- TASK ITEM: The answer is to be all of the data below, reproduced exactly.
━━━ RECORD SET
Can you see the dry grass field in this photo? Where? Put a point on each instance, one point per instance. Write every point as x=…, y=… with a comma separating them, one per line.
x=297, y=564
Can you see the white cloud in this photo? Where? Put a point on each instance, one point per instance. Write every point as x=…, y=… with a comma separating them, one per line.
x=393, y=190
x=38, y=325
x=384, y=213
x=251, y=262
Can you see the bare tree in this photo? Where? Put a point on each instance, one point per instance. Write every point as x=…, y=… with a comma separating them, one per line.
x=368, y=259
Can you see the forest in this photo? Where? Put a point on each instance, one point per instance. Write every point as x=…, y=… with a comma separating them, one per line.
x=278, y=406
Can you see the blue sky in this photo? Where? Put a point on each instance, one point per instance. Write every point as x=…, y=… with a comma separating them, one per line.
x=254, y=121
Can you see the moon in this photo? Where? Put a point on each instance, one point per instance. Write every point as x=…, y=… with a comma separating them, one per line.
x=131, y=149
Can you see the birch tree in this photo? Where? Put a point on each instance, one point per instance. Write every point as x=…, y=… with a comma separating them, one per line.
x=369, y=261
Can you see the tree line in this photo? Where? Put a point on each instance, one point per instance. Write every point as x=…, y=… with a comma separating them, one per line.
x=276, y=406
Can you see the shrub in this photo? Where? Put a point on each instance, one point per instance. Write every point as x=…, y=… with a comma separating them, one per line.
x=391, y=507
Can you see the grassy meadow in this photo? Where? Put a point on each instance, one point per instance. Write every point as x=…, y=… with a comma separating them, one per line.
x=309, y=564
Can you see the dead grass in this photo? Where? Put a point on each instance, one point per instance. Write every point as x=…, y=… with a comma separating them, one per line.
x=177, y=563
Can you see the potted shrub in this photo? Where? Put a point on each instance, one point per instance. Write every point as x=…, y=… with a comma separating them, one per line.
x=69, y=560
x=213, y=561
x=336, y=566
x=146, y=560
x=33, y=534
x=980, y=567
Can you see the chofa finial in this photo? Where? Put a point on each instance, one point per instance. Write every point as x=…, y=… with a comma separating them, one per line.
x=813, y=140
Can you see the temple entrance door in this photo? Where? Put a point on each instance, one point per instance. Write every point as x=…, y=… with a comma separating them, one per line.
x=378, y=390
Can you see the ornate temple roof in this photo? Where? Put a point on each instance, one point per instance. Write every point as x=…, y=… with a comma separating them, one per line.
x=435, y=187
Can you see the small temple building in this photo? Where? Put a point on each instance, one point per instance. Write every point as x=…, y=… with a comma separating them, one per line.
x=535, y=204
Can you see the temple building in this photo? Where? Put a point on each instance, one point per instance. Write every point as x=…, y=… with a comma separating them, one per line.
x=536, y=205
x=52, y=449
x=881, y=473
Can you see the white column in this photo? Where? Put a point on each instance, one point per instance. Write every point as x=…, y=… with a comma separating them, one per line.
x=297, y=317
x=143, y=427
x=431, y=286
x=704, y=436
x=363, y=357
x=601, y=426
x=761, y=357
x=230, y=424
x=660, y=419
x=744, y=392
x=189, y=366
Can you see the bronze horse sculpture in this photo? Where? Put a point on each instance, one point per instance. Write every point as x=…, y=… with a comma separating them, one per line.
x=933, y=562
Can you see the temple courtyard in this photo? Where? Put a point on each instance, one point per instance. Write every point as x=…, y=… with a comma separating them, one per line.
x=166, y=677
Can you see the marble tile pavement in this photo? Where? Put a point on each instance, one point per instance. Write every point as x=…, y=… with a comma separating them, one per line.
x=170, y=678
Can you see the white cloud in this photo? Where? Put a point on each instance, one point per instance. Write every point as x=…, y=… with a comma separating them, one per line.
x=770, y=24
━━━━━━
- RESULT OF THIS TASK:
Can you see the dry grass field in this photo? Where? Put a point on each instance, one point per instance. Write every point as x=…, y=… with a comma separating them, one per line.
x=297, y=564
Can you see the white cloud in this photo? Where? Put a point on each instance, one point per instance. Write every point as x=…, y=… with a comma separating them, one per line.
x=393, y=190
x=38, y=325
x=384, y=213
x=251, y=262
Can you see the bare tree in this photo? Where? Put a point on each instance, one point per instance. Write every point as x=…, y=… with a comma separating them, one per line.
x=368, y=259
Can you see the forest in this photo? Where? Put a point on each instance, one point per instance. Write every point as x=…, y=… with a comma separating them, one per line.
x=278, y=406
Can you see the blue sky in this photo? Where? Put a point on each instance, one point per instance. Write every point as x=…, y=… with a comma separating them, one per line.
x=254, y=121
Can you see the moon in this photo? Where? Put a point on each instance, one point per instance. Write every point as x=…, y=… with a comma separating them, one per line.
x=131, y=149
Can you see the birch tree in this photo? Where? Put a point on each instance, one point per instance. Write every point as x=…, y=… with a comma separating them, one per line.
x=369, y=261
Can you see the tree line in this photo? Where? Put a point on each instance, one point per instance. Write every point as x=…, y=… with a comma separating them, one per line.
x=276, y=406
Can you see the shrub in this photo? Where? Put a point on each instance, one point per instance. Write every point as x=…, y=… with a comma separating them, one per line.
x=391, y=507
Can you see the grassy meadow in this photo? Where? Put a point on each instance, one point per instance. Write every point as x=…, y=… with a comma separating them, one per line.
x=309, y=564
Can you see the dead grass in this photo? Where? Put a point on each instance, one point per instance. Write every point as x=…, y=… with a comma separating them, one per line.
x=177, y=563
Can you see the potted shrub in this photo? Where? Put a point on each instance, one point per instance. Write every point as x=…, y=… with a comma separating them, one per line.
x=69, y=560
x=213, y=561
x=336, y=566
x=146, y=560
x=33, y=534
x=980, y=567
Can you see the chofa finial in this photo? Where? Put a point on each instance, one point per instance. Write every point as x=…, y=… with a comma separating them, one per line.
x=813, y=140
Can you see the temple entrance door in this photo? Where? Put a point on each instance, one point per instance. Write every point as x=…, y=… with a comma separating them, one per line.
x=378, y=390
Can you see the ornate temple roof in this photo? Where? Put a point on each instance, one point per instance. Write every point as x=…, y=… with a comma separating them, one per line.
x=435, y=187
Can you see the small temple building in this photo? Where? Put a point on each instance, one point per instance. Write every point as x=…, y=… with a comma separating them, one per line.
x=535, y=204
Can you see the temple building in this photo? Where? Put a point on each instance, one point per instance. Write every point as x=…, y=… with a comma separating them, one per line.
x=536, y=205
x=52, y=449
x=881, y=473
Can you see the white column in this photo? Where? Put a point on each instance, one point per instance. Write every point as x=…, y=… with a comma separating them, one per line.
x=297, y=317
x=143, y=427
x=431, y=286
x=704, y=436
x=363, y=357
x=601, y=426
x=761, y=357
x=230, y=424
x=660, y=419
x=744, y=392
x=189, y=366
Can you see the bronze horse sculpture in this photo? Where? Put a point on each instance, one point per instance. Write every point as x=…, y=… with a comma separating them, one per line.
x=933, y=562
Can you see the temple courtyard in this photo? Where? Put a point on each instance, one point per instance. Write every point as x=…, y=… with a comma separating them, one per line.
x=166, y=677
Can you see the marble tile pavement in this photo? Where? Put a point on each instance, one point per instance. Write every point as x=…, y=… with a comma separating them, one per line.
x=170, y=678
Can you see the white cloud in this photo? Where? Put a point on each instance, one point per instance. Write every point as x=…, y=… with a comma separating them, one per line.
x=770, y=24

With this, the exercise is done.